▸ **The exercise**: Copy out the material below verbatim, starting at the line that contains "Practice. Find the statue face" and continuing through the end of the material.

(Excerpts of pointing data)
◆ ◆ ◆ ◆
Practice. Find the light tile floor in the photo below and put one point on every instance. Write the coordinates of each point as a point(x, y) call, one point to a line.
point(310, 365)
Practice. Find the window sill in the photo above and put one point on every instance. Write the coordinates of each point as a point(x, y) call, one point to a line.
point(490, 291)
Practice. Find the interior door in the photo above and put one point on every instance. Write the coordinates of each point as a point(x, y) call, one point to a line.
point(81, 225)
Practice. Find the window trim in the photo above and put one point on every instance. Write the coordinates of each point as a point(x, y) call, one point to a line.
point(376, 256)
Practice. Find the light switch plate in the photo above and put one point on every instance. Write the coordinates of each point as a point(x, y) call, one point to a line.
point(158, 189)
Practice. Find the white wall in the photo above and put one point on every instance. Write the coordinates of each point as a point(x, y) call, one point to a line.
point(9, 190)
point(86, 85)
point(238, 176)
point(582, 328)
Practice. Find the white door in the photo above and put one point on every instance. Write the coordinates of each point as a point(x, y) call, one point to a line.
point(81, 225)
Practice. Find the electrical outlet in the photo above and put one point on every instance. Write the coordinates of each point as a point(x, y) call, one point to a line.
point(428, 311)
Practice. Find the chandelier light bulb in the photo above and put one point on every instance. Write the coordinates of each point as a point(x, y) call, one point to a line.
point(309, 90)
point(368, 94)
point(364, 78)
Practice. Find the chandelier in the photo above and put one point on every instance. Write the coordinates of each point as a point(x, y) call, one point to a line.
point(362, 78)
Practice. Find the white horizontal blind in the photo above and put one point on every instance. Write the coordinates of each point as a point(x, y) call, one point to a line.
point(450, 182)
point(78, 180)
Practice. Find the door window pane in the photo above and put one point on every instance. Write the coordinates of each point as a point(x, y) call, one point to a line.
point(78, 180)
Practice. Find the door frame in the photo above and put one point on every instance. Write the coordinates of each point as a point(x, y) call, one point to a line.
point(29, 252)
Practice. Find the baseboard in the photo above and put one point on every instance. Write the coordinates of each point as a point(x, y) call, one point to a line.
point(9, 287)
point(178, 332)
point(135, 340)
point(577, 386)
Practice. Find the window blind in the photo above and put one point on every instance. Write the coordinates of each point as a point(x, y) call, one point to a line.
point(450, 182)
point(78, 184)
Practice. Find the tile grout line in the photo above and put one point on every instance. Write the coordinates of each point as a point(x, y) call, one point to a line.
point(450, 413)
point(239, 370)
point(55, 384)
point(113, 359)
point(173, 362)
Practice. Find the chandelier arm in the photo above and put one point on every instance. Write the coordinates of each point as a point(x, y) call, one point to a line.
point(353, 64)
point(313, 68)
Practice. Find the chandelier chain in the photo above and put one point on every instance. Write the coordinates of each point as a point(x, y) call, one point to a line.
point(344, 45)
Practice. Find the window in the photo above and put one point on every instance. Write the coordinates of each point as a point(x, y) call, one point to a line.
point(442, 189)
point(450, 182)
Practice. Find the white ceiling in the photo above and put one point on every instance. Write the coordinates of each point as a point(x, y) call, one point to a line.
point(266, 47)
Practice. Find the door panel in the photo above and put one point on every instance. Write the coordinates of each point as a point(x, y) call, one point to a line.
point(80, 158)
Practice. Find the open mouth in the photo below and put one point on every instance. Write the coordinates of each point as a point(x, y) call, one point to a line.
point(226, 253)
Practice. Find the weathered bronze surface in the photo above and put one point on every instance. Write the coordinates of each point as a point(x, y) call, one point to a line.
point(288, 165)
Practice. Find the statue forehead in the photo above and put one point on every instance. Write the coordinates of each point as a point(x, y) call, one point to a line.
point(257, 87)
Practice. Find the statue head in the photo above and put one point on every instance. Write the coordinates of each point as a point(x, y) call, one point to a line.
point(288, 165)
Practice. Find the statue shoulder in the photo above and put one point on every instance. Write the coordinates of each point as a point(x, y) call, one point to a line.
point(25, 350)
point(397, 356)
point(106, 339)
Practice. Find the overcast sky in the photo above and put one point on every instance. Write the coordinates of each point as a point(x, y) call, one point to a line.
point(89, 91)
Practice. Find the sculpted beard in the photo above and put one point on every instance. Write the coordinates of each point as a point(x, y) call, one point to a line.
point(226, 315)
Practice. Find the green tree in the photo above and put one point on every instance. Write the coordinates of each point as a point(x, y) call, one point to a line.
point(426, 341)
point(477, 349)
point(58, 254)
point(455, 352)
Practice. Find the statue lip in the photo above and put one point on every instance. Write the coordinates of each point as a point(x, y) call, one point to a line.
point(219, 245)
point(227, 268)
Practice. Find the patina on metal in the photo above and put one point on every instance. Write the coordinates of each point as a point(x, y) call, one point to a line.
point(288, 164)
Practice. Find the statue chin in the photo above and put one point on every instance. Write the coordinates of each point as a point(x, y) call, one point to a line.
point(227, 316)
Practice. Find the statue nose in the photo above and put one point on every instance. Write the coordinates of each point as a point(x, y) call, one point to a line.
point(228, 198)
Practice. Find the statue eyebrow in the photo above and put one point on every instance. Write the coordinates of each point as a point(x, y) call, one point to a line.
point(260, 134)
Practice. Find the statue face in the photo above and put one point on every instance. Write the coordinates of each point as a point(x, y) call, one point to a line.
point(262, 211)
◆ ◆ ◆ ◆
▸ **Exercise output**:
Practice. Find the statue face in the photo above and put one point on every instance. Write the coordinates of each point as a point(x, y) call, one point to a line.
point(262, 211)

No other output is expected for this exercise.